**WHAT TO WORK ON**
**A)** In the article on voltage-boosted catalysis, which passage starts at the words "MIT researchers have" and ends after the words "and Yuriy Roman-Leshkov."? Copy it word for word.
**B)** According to the article on voltage-boosted catalysis, in which journal were the researchers' findings reported?

**STUDY TEXT**
━━━━━━━━━━━━━━━━━━━━

MIT researchers have discovered a technique that significantly enhances the efficiency of key chemical reactions crucial for petrochemical processing and pharmaceutical manufacturing. By applying a small external voltage, they achieved rate increases of up to 100,000-fold in non-redox chemical reactions catalyzed by acids. This approach, previously known in electrochemical research but not applied to thermochemical reactions, challenges traditional understanding by emphasizing the importance of surface electrochemical potential alongside chemical binding energy.
The findings were reported in the journal Science, in a paper by MIT graduate student Karl Westendorff, professors Yogesh Surendranath and Yuriy Roman-Leshkov.
“The results are really striking,” said Surendranath, a professor of chemistry and chemical engineering, in a Feb. 15 press release. Rate increases of that magnitude have been seen before but in a different class of catalytic reactions known as redox half-reactions, which involve the gain or loss of an electron. The dramatically increased rates reported in the new study “have never been observed for reactions that don’t involve oxidation or reduction,” he says.
The team has already filed a provisional patent application on parts of the process and is working on ways to apply the findings to specific chemical processes. Westendorff says their findings suggest that “we should design and develop different types of reactors to take advantage of this sort of strategy. And we’re working right now on scaling up these systems.”

━━━━━━━━━━━━━━━━━━━━

**DATA FOR REVIEW**
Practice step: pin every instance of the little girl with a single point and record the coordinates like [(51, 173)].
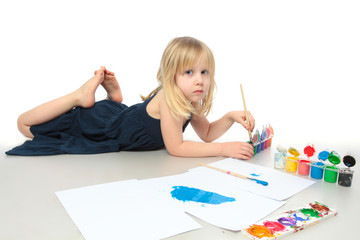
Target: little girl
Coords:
[(75, 124)]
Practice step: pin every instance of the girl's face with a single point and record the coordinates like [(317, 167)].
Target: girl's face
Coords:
[(194, 82)]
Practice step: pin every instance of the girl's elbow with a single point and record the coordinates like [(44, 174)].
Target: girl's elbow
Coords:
[(175, 151)]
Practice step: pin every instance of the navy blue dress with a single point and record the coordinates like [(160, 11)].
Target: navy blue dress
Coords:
[(106, 127)]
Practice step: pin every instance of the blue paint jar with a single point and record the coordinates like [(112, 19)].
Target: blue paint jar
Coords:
[(258, 147), (262, 145), (317, 170)]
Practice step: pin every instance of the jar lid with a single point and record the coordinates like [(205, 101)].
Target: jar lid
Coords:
[(323, 155), (334, 158), (294, 152), (349, 161)]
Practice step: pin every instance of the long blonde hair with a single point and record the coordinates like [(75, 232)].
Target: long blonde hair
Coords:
[(180, 54)]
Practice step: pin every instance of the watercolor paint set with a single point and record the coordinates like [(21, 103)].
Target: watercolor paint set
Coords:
[(290, 160), (289, 222), (262, 141)]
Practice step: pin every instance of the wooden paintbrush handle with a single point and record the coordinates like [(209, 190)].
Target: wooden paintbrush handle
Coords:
[(246, 114)]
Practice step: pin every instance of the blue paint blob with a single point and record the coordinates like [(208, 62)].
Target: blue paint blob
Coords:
[(187, 194), (255, 175), (260, 182)]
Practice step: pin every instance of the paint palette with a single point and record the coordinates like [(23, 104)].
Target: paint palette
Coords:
[(262, 141), (289, 222)]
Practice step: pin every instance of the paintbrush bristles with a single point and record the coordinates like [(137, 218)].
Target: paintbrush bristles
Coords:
[(246, 114), (225, 171)]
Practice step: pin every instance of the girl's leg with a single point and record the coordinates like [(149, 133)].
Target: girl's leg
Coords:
[(111, 86), (82, 97)]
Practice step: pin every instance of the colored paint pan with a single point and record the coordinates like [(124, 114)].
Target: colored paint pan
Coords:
[(317, 170), (304, 167), (292, 164), (279, 160), (331, 174), (345, 177)]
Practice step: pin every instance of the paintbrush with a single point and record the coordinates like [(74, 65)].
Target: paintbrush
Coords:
[(246, 114), (236, 174)]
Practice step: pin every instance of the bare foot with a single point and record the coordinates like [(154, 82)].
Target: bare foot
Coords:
[(86, 93), (111, 86)]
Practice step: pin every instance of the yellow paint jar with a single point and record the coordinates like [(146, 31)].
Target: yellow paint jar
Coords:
[(291, 163)]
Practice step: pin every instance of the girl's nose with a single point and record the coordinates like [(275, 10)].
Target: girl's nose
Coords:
[(199, 79)]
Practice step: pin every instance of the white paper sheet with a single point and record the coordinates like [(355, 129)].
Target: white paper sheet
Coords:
[(281, 185), (122, 210), (246, 208)]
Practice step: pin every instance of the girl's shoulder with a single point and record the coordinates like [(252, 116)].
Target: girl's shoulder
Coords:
[(153, 107)]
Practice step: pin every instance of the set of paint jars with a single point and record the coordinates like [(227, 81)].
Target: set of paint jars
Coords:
[(291, 161), (262, 141)]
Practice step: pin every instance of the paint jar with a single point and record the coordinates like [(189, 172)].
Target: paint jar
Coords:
[(266, 143), (317, 170), (331, 173), (270, 141), (345, 177), (255, 148), (262, 145), (292, 163), (258, 149), (279, 160), (304, 167)]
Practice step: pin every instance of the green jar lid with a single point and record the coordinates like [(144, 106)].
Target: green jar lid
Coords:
[(334, 158)]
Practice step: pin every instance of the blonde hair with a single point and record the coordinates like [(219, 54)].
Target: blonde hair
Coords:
[(180, 54)]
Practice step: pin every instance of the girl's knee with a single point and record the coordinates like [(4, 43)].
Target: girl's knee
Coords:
[(23, 128)]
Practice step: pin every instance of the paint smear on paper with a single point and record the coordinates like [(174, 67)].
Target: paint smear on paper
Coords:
[(187, 194), (255, 175), (259, 231)]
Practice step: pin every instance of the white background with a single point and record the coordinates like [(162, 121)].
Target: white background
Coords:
[(298, 61)]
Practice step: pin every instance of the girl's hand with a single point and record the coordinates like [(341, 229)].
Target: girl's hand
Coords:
[(240, 117), (239, 150)]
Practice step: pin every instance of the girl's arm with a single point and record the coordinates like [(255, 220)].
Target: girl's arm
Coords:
[(209, 132), (171, 129)]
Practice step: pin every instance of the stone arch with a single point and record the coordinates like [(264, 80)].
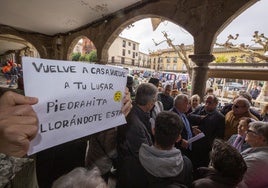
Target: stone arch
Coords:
[(35, 41), (117, 31), (72, 43)]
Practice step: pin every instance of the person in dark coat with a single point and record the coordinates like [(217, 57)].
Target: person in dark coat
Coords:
[(165, 97), (226, 169), (238, 140), (132, 135), (212, 123), (164, 164)]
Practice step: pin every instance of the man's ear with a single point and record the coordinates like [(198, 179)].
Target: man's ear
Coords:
[(179, 138), (153, 131)]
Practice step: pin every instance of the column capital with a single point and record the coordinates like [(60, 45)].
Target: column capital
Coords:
[(202, 59)]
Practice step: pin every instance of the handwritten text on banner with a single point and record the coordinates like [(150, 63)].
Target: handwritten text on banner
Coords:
[(75, 99)]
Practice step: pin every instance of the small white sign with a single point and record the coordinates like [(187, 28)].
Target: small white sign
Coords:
[(75, 99)]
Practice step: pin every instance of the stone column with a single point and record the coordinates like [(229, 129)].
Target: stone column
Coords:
[(200, 73)]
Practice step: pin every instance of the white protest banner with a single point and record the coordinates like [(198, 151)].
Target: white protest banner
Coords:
[(75, 99)]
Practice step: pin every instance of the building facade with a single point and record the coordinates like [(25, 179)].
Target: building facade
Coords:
[(124, 52)]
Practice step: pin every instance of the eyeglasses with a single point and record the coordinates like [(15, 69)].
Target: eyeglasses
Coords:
[(209, 102), (236, 106), (251, 131)]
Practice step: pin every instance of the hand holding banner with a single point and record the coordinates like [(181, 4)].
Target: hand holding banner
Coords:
[(75, 99)]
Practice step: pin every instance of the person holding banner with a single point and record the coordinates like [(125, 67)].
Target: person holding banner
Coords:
[(132, 135), (18, 126)]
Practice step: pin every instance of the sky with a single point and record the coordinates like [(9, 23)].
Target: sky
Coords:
[(252, 19)]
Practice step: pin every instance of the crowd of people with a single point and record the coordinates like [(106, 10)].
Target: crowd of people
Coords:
[(153, 149)]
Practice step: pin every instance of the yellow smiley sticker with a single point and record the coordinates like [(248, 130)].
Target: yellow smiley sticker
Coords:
[(117, 96)]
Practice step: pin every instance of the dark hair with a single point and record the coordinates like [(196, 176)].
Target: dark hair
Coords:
[(168, 127), (227, 161), (261, 128), (247, 119), (145, 93), (154, 81)]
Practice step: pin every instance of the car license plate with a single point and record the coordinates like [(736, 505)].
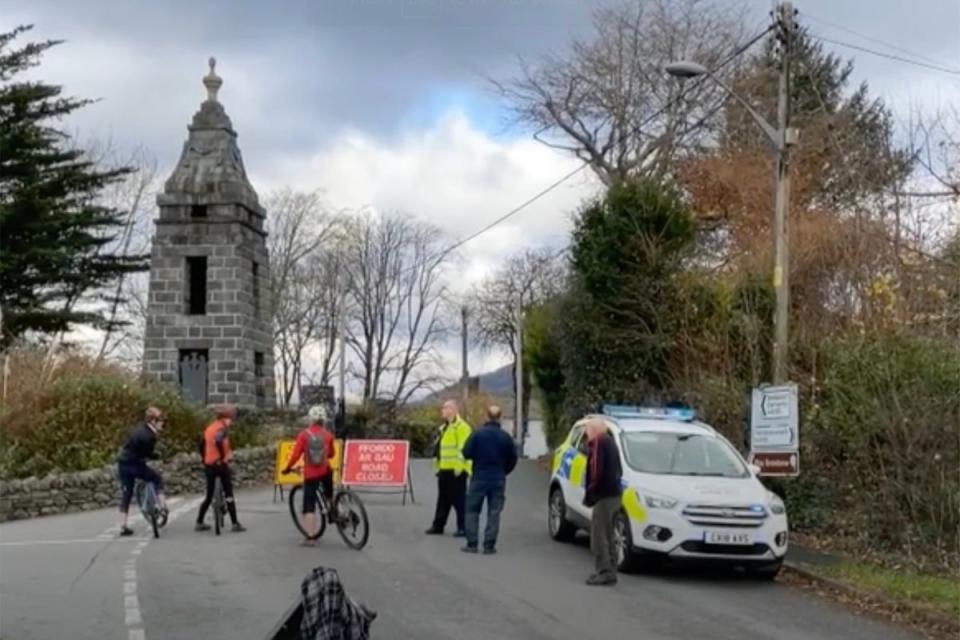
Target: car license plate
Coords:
[(727, 537)]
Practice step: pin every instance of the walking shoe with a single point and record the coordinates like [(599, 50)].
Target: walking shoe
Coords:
[(602, 579)]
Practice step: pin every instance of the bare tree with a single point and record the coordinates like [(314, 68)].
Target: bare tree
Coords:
[(527, 279), (396, 295), (134, 196), (608, 100), (301, 229)]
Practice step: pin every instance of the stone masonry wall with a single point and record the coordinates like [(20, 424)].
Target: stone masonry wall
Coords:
[(98, 488), (235, 326)]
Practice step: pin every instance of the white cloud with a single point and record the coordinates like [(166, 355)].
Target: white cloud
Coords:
[(453, 175)]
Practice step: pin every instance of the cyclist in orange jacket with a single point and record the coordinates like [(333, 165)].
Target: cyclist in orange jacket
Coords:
[(216, 452)]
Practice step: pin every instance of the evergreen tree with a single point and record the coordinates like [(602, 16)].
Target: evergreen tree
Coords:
[(55, 236)]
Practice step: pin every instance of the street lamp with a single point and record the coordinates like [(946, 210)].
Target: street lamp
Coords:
[(782, 138)]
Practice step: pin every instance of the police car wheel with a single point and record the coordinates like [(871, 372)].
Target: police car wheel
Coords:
[(765, 572), (626, 559), (561, 529)]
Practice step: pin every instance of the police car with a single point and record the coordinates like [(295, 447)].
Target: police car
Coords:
[(688, 493)]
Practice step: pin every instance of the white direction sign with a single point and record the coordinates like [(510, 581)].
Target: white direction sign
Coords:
[(775, 422)]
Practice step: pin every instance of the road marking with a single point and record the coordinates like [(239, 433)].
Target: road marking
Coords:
[(30, 543), (132, 616)]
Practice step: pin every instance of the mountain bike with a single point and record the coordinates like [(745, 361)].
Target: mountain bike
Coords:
[(346, 512), (146, 494), (219, 506)]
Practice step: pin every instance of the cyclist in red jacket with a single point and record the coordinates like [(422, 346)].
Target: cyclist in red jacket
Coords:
[(315, 445)]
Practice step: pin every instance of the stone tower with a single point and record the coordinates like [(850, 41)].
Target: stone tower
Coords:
[(208, 324)]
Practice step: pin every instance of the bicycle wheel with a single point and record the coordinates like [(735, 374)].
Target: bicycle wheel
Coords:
[(296, 502), (218, 507), (351, 518)]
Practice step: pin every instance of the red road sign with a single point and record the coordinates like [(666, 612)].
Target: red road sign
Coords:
[(776, 463), (376, 463)]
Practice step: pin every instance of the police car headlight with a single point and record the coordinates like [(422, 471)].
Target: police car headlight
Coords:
[(659, 502), (776, 505)]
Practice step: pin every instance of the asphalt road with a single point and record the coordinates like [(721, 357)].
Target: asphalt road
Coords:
[(66, 577)]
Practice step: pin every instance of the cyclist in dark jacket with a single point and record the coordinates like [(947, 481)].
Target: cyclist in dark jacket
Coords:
[(132, 463), (493, 456)]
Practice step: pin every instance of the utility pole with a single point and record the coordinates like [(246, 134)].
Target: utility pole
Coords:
[(781, 268), (465, 374), (342, 336), (518, 397)]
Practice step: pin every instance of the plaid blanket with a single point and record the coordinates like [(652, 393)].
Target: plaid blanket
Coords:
[(328, 613)]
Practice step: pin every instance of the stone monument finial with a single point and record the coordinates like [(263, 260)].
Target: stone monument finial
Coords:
[(212, 81)]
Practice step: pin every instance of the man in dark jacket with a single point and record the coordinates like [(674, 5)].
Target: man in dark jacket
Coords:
[(494, 456), (603, 493), (132, 463)]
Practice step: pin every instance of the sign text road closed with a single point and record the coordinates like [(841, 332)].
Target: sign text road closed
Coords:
[(376, 463)]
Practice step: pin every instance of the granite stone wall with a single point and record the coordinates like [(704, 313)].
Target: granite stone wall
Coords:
[(98, 488)]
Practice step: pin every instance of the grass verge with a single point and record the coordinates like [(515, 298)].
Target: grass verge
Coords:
[(939, 593)]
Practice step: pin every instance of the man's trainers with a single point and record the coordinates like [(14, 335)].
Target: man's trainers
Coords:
[(602, 579)]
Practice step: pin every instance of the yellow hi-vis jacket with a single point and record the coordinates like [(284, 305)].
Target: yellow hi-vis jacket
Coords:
[(450, 447)]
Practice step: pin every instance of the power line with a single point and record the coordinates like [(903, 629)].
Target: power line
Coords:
[(736, 53), (889, 45), (889, 56)]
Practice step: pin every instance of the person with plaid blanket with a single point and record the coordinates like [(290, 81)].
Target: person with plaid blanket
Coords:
[(328, 612)]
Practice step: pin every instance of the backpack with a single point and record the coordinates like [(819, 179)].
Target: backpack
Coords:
[(316, 449)]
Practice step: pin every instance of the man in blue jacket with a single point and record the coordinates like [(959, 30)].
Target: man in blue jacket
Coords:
[(494, 456)]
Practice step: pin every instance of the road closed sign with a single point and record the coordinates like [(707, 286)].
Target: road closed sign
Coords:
[(775, 430), (376, 463)]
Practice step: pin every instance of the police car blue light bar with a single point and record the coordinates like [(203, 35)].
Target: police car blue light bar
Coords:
[(649, 413)]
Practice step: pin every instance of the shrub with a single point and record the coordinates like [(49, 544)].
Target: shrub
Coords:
[(74, 414)]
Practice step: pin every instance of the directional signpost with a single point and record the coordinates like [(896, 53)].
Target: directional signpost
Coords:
[(775, 430)]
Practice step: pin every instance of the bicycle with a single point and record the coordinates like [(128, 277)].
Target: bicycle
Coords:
[(146, 494), (219, 507), (348, 514)]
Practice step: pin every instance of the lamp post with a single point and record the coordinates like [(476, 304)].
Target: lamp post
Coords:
[(782, 138)]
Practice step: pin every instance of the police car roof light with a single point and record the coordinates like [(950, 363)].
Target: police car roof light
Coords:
[(654, 413)]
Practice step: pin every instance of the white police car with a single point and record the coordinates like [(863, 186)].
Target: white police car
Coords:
[(688, 494)]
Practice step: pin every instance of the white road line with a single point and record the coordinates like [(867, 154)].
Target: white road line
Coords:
[(30, 543), (132, 617)]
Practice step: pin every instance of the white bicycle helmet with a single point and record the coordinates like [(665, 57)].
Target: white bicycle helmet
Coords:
[(317, 413)]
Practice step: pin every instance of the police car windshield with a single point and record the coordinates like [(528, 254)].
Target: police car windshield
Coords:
[(682, 454)]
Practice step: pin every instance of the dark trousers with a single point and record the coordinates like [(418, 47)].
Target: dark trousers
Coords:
[(451, 492), (212, 472), (493, 491), (602, 541)]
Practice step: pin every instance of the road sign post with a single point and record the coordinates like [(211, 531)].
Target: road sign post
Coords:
[(775, 430)]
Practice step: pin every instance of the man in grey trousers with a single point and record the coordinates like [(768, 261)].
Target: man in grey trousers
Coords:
[(603, 493)]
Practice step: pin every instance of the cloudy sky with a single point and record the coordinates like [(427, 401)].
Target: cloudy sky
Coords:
[(384, 102)]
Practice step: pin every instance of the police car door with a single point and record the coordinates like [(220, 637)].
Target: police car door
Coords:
[(576, 487)]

━━━━━━━━━━━━━━━━━━━━

**RESPONSE LIST**
**A)**
MIT researchers have discovered a technique that significantly enhances the efficiency of key chemical reactions crucial for petrochemical processing and pharmaceutical manufacturing. By applying a small external voltage, they achieved rate increases of up to 100,000-fold in non-redox chemical reactions catalyzed by acids. This approach, previously known in electrochemical research but not applied to thermochemical reactions, challenges traditional understanding by emphasizing the importance of surface electrochemical potential alongside chemical binding energy.
The findings were reported in the journal Science, in a paper by MIT graduate student Karl Westendorff, professors Yogesh Surendranath and Yuriy Roman-Leshkov.

**B)** Science.